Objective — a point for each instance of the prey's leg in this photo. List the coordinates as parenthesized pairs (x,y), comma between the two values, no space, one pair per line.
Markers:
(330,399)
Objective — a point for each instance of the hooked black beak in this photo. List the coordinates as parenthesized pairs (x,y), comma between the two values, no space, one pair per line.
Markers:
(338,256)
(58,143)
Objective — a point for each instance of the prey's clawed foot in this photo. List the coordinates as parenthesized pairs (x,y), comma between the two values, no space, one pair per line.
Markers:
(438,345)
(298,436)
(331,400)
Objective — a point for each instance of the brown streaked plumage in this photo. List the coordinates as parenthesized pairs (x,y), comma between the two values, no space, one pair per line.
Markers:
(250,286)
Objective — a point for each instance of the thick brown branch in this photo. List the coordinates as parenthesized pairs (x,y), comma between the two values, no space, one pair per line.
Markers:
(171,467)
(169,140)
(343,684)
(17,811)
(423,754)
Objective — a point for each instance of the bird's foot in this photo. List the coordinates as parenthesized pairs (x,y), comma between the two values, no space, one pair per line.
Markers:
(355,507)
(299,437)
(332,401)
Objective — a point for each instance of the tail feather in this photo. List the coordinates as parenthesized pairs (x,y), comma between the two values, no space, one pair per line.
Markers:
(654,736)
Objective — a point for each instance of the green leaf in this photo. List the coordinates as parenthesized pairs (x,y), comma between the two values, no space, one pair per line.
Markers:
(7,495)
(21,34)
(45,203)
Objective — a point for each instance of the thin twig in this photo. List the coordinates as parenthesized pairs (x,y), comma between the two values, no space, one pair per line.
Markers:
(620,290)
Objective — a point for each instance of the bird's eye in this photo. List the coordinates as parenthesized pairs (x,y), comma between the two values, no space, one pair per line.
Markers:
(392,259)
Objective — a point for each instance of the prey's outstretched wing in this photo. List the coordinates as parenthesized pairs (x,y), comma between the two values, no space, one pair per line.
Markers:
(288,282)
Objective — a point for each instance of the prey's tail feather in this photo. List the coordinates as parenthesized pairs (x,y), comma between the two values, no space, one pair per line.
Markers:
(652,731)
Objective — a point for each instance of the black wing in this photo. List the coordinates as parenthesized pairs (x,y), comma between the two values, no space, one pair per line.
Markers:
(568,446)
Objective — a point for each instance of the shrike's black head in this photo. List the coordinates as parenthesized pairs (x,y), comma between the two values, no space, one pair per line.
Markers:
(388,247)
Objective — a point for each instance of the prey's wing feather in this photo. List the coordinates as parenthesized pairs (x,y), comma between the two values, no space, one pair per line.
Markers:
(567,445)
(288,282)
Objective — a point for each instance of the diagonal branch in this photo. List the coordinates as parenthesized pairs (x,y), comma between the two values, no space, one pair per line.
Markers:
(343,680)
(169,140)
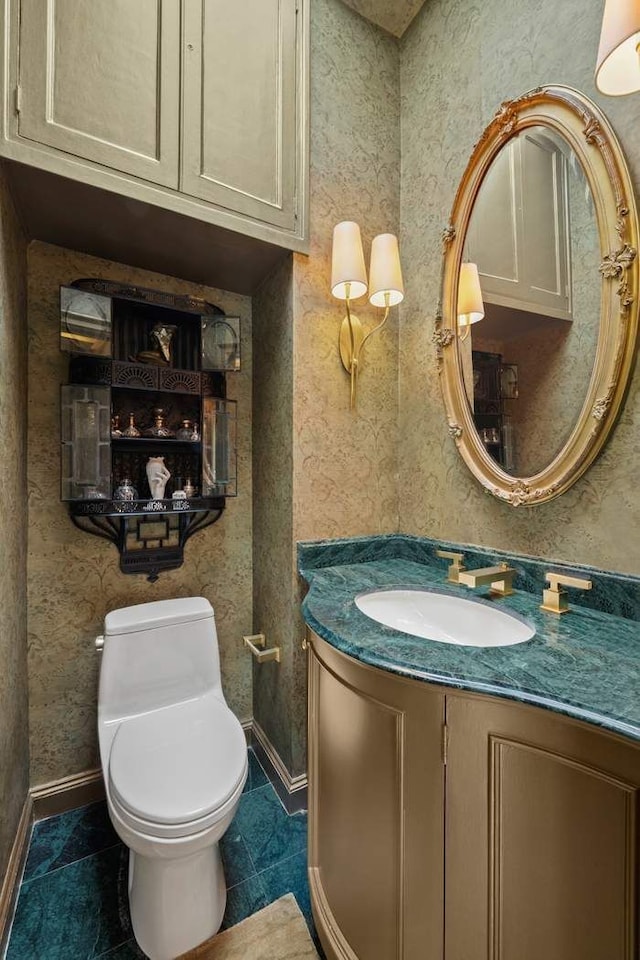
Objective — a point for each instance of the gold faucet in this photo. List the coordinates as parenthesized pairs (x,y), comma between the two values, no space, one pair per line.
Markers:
(456,567)
(500,578)
(554,600)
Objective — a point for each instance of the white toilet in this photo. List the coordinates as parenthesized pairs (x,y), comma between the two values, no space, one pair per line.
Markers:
(174,759)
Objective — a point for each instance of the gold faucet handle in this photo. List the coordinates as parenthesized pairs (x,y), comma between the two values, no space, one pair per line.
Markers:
(554,598)
(456,568)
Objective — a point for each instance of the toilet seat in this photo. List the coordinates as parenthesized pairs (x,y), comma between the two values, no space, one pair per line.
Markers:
(177,770)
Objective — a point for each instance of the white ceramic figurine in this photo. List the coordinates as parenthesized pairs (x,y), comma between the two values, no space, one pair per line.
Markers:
(157,475)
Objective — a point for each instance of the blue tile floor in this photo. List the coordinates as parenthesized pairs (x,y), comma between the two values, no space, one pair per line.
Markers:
(73,898)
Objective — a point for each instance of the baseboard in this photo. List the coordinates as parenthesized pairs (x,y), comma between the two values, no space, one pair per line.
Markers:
(58,796)
(291,790)
(15,868)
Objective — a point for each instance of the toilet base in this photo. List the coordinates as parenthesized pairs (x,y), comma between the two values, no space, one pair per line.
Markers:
(178,903)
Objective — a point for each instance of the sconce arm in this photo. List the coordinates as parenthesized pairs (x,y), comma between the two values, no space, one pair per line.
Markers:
(375,329)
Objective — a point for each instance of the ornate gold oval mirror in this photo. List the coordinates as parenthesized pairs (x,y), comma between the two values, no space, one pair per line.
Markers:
(537,332)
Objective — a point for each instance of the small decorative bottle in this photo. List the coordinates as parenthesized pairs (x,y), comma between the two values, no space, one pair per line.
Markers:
(159,429)
(186,431)
(131,431)
(125,491)
(116,430)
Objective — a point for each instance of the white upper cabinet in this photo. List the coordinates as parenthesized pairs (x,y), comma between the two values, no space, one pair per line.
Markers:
(519,229)
(239,106)
(197,106)
(101,81)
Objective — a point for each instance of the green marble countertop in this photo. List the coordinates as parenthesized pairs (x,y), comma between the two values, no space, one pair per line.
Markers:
(584,664)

▶ What you should do
Copy the data above line for line, with no changes to any character, and leave out the pictures.

▶ Expected answer
Objective — a point for each instance of the prey's leg in this photo. List the coordinates as parenthesized pairs (x,y), comma between the two values, no space, one pair per line.
Markers:
(330,399)
Objective — a point for each instance of the hooked black beak in this photo. List the coordinates as parenthesized pairs (x,y), comma between the two values, no space, one pair per line.
Markers:
(338,256)
(58,143)
Objective — a point for each instance of the prey's clawed foot in this photo. List the coordinates as parenthesized pairs (x,y), comma between the two values, no space, one pair per line.
Markers:
(438,345)
(298,436)
(331,400)
Objective — a point for each instance of the brown streaked plumage in this photo. List the coordinates as parenthesized pairs (x,y), comma between the two values, no space, one pair per line.
Markers:
(250,286)
Objective — a point for each instance of the thick brown branch in this photo. List the coordinates as parenthesized pairs (x,y), comma between the two values, no space, one pair per line.
Markers:
(171,467)
(169,140)
(343,684)
(17,811)
(423,754)
Objective — a point for each instance of the bird's foot in this photo. List the coordinates as parenthesized pairs (x,y), comma between the two values, no space, one pair per line.
Markers:
(355,507)
(299,437)
(332,401)
Objective — a point for each instance of the tail feather in this photo. List the coordinates as parenthesized pairs (x,y), comma between the two values, no space, one pair per line.
Markers:
(654,736)
Objective — a point for each instance of the green leaf in this photo. List the coordinates as parenthesized pairs (x,y), comma between the two values, no space, one pair per line.
Markers:
(7,495)
(21,34)
(45,203)
Objective — a point for each instance of the thin twig in this photo. List the coordinates as parenthesized pairs (x,y), comma between the two values, no space, one pair per line.
Markers:
(620,290)
Objective — a point for each instance of the bird's eye in this photo. List the coordinates as parenthesized pairs (x,y), comma between the two values, no space, one pair per line.
Markers:
(392,259)
Objective — a point for each instance of the prey's outstretched wing in this photo. List the coordinates as parenthesized pairs (x,y), comma between the two values, no space, one pair per line.
Markers:
(288,282)
Objective — a point for each instance of the prey's tail feather in this photo. List the coordinates as parenthesized pairs (x,y), comma between the two values, no space, one pair per line.
Markers:
(652,731)
Objective — a point for each instance of the black wing in this photo. List the coordinates as parenthesized pairs (x,y), comma between the two values, no space, one pair per line.
Markers:
(568,446)
Objective — a point for each instance of the shrike's black head in this photo. List the coordinates as parenthesized pairs (x,y), comma between the two values, no space, one pair per line.
Markers:
(388,247)
Objective — a point for each instance of the prey's wing feather in this photo. List the coordinates as parenthesized pairs (x,y), comma between the two values, no space, one pair per line.
Markers:
(567,445)
(288,282)
Objective — a point for each instance of the diagonal branch in this photo. List the coordinates as parenthesized pairs (x,y), comma between the two values, no space, one pair per line.
Markers:
(343,680)
(169,140)
Objective — a point for each instance of the gold faucet in this photo. List the coordinates as parenthesized pairs (x,y), comma between the two values, no space, one pair per line.
Markers:
(456,567)
(500,578)
(554,600)
Objective — a point for each instance of the white toilet in this photo. List the coordinates as parenthesized pairs (x,y), comma between the two values, no space, one pair per line.
Markers:
(174,759)
Objective — a point for each instance of the gold faucet handle in this photo. List the coordinates as parenthesized pairs (x,y), comma between the two values, no space, one pair per line.
Markers:
(554,598)
(456,568)
Objective — a point for each instance of the toilet seat in this photo. List the coordinates as parenthesized pairs (x,y), comma between the two values, no space, one pair per line.
Markers:
(177,770)
Objective — a point for each instance of the white ceramic figurine in this photo. List the coordinates as parenthesized pairs (x,y), comma between the two values, no space, one pair per line.
Markers:
(157,475)
Objective — a point for each instance of the blue tile floor in this photo. List the coordinates as parenthesized pairs (x,y), comma between the two values, no space, one pair per line.
Markers:
(73,898)
Objective — a point for each instance of the baseboard in this photo. List the coordinates as parenthesized pairs (x,y), comma between the two values, no space, one pair per line.
Markers:
(58,796)
(291,790)
(15,868)
Objective — a point for each instance of the toilet base in this photo. List the coordinates as parenthesized pairs (x,y), comma between the two values, no space, one pair per line.
Markers:
(178,903)
Objective — a point for each instance of the sconce arm in this photo. List the coordinates as parenthesized pairs (x,y), comma between the two values, no space, one pair per line.
Markers:
(375,329)
Objective — a point for each instance of the ornate gold oval mirror in this photo. List the coordinates as parenthesized pairs (x,y), comma between the two values, no space, one pair per line.
Markers:
(537,332)
Objective — a point for each instance of the small decorative bottle in this photo. List the coordinates as parenthesized pairs (x,y), comma between the two values, no space, one pair per line.
Markers:
(159,429)
(186,431)
(131,431)
(125,491)
(116,430)
Objective — a point for each instance of the white upper cabinet in this photo. List the coordinates as parenthesized pairs (x,y), comma between the two values, no space, one pair per line.
Markers:
(519,229)
(239,106)
(197,106)
(101,81)
Objective — a point for each instance of the green marble countertop in this photo. List the coordinates as parenthesized pairs (x,y), comma between the two values, no space, one pair per line.
Markers:
(584,664)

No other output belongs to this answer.